Los
problemas de pareja son problemas personales que se expresan en la relación, y
es en el vínculo amoroso donde emergen, dado que estando con otro salen a
la luz aspectos de uno que estaban en la sombra. La neurosis de uno se engancha
con la del otro.
La
idea principal es plantearse:
Si
te molesta esta situación, ¿qué cuestión personal se refleja en el conflicto?
Ya que “una piedra nunca te irrita a menos que esté en tu camino".
Lo
que sucede es que:
“Proyecto
en el otro las partes de mi que más rechazo.
"Cuando
me doy cuenta de cómo me molesta esto en el otro, investigo cómo me molesta en
mí mismo".
"Si
pienso que yo no tengo nada de eso que me molesta del otro, el trabajo es darme
cuenta de qué pongo yo de lo que tengo; porque si no pusiera de lo mío no me
molestaría".
Jung
lo denomina “sombra”. Proyecto mi sombra en mi compañero y al verla en él, la
descubro. Entonces, tengo dos posibilidades: Intentar destruir la temida
amenaza destruyéndolo a él o aceptar la oportunidad de integrarme con mi sombra
y terminar para siempre con su amenaza.

(Ítems de etiquetado por segmentación)

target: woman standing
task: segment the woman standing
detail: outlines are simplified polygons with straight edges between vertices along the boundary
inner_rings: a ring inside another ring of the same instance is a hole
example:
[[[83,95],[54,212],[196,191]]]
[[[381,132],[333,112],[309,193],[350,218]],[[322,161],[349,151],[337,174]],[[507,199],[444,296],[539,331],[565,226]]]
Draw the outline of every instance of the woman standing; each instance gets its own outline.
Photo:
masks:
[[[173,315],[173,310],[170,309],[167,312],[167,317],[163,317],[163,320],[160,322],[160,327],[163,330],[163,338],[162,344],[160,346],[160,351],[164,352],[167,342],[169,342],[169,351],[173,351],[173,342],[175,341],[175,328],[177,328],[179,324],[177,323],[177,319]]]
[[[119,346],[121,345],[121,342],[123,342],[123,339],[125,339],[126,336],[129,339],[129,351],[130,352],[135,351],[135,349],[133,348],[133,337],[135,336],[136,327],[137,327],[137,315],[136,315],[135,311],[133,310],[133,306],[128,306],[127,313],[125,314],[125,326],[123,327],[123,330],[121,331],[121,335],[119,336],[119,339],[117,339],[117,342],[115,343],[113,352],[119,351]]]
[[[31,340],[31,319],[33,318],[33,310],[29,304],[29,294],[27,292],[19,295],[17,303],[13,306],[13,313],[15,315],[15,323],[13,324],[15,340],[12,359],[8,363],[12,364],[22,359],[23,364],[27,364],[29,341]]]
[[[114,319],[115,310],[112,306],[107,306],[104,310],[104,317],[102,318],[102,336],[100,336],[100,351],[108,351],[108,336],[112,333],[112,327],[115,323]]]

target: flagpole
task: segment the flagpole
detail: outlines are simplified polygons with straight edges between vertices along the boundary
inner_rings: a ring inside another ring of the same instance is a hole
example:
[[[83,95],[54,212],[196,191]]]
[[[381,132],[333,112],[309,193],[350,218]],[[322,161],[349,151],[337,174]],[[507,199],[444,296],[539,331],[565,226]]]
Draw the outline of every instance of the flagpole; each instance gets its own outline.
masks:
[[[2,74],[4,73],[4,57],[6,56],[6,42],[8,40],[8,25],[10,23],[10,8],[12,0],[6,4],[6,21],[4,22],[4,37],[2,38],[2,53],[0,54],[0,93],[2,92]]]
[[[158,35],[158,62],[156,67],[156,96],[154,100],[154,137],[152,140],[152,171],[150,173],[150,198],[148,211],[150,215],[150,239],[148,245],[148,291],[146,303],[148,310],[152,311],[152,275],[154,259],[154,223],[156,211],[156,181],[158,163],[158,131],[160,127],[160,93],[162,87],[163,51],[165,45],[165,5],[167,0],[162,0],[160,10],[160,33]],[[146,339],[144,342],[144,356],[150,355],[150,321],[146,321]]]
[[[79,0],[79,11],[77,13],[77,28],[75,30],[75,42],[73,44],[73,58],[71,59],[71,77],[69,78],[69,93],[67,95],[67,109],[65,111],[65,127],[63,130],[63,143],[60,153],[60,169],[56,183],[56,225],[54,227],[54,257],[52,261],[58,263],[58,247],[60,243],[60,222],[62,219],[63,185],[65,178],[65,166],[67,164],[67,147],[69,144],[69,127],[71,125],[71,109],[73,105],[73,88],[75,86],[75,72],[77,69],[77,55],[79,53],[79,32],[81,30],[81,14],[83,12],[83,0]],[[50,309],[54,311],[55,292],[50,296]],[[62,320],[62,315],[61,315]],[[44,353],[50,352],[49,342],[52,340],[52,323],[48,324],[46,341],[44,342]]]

▶ Consigna
En el texto sobre los problemas de pareja, ¿qué nombre le da Jung a lo que uno proyecta en su compañero? Contesta en pocas palabras, por favor. El listado no guarda relación con el texto sobre los problemas de pareja.

▶ Respuesta escrita
Jung lo denomina «sombra».